§ SHORT EXERCISE
Below is some material; transcribe all of it exactly.

A run of records:
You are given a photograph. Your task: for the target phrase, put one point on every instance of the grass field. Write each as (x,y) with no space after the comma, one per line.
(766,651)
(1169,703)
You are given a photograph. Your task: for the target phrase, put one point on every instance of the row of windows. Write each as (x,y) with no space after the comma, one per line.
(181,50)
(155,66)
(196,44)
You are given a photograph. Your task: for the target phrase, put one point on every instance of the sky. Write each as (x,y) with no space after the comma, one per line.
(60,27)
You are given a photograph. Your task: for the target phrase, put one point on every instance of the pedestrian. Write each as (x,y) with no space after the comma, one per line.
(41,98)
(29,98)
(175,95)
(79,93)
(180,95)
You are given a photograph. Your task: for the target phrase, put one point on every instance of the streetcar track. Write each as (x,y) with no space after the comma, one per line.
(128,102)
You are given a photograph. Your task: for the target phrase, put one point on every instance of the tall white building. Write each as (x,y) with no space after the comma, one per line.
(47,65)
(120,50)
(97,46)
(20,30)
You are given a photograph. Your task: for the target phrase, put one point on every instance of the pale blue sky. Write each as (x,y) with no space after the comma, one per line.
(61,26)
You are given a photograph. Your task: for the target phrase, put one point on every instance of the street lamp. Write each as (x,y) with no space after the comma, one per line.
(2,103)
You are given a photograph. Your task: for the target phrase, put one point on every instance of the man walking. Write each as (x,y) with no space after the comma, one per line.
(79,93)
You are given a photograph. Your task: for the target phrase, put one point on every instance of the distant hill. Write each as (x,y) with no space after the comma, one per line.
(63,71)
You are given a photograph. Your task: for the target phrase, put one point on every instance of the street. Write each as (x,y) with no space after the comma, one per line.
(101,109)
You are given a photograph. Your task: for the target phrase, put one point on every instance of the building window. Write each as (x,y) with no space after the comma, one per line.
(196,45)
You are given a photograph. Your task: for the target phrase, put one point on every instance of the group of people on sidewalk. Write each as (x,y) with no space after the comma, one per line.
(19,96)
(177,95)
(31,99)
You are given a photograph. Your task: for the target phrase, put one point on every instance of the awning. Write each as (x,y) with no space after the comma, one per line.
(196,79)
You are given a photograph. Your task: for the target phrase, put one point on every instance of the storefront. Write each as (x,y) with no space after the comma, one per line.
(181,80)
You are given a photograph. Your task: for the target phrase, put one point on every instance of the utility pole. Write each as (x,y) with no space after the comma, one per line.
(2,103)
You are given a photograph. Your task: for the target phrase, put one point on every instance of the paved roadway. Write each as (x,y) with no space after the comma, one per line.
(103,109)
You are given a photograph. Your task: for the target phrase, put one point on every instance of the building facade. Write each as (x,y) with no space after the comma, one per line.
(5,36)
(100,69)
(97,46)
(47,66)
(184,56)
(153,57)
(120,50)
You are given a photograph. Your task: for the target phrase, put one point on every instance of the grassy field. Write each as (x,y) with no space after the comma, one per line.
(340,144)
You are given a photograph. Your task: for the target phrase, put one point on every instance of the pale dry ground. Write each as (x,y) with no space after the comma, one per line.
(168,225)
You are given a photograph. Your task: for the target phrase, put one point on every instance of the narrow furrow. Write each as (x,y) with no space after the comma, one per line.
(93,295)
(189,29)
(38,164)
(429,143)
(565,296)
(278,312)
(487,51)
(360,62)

§ FINISHED TASK
You are given a photograph. Your task: for the target phrase, put one point on every instance of the grass field. Write each as (x,y) with no space after the comma, one per line.
(766,651)
(1169,703)
You are given a photograph. Your task: for the target phrase, put one point on every instance of the row of windows. Write each as (x,y) with no space after the comma, one per line.
(181,50)
(155,66)
(196,44)
You are given a photograph. Your task: for the target phrase, put one point on every instance of the sky. Write each as (x,y) with no space after the comma, one per line.
(60,27)
You are given a photograph. Your task: for the target phrase, put one point on every instance of the pedestrian. Write each as (x,y) with no space after the comma, one per line.
(41,98)
(29,98)
(175,95)
(79,93)
(180,95)
You are given a photograph. Your task: for the target phrase, put one point on every instance of the streetcar track. Write each as (x,y) with no space after the comma, one per line.
(128,102)
You are given a photograph. Your task: for the target phrase, put one point on every instance of the tall white building. Write each as (x,y) with no space after the comma, one per line.
(47,65)
(120,50)
(97,46)
(20,30)
You are given a photograph. Your task: for the target phrase, put one point on every instance of the pale blue sky. Write each as (x,y) with no space after the comma, one per line.
(61,26)
You are given a photograph. Your task: for the target phrase, put one point on every instance of the street lamp. Write each as (x,y) with no space after the comma, one per line.
(2,103)
You are given a photograph. Your task: for the target phrase, put one point on every instance of the man walking. Write each as (x,y) with no space after the comma, one per line.
(79,93)
You are given a photograph. Your task: for the target phrase, put one point on every instance of the distant hill. Write each as (x,y) with no space after the comma, one per line.
(63,71)
You are given a photograph. Your task: for the target phrase, put one point on every instance of the street. Write each as (x,y) with no space after the comma, one per line.
(101,109)
You are given a photograph. Your task: for the target phrase, put one point on every instance of the building window. Write each as (x,y) with no space after the comma, one per line.
(196,45)
You are given a photograph. Your task: for the target phrase, put one point on every instance of the group of people on sidewalk. Write each as (x,y) with no space after the comma, one per line.
(19,96)
(177,95)
(31,99)
You are given a photograph. Your task: for the target phrase, put one point on every instance of the awning. Write each as (x,y) with no space after the comma, one per line.
(196,79)
You are given a photograph. Your task: for the target phrase, put one point on every instance of the storefront. Write each as (x,y) with no space after the comma, one per line.
(181,80)
You are given a photograph. Your task: for the target phrase, put one point on every instance of the utility pole. Write each as (x,y) with no space after the comma, one per line.
(2,103)
You are given a photograph. Your task: for the target phrase, put one point on every instance of the paved roadway. Write each as (x,y) with no space after the comma, one per line.
(103,109)
You are given a photograph. Your task: for the target phrase, put one point on every instance of the building facade. Write each as (x,y) with no space after the comma, one per line.
(5,36)
(100,69)
(97,46)
(47,66)
(184,56)
(153,57)
(120,50)
You are given a photograph. Your task: for the target phrase, put one point on every instance of the grassy field. Write each as (x,y) with no space after the comma, one per line.
(340,144)
You are given a photograph. Your task: for the target phrase, put one point on every instance of the pale dry ground. Write each as (x,y) with no space after the comma, one per line.
(168,225)
You are given a photograph. Your task: for the target phrase, put one point on every instance of the narrow furrow. Write each as (x,y) with no space after the comma, one per line.
(93,295)
(189,29)
(38,164)
(429,143)
(565,296)
(278,312)
(487,51)
(360,62)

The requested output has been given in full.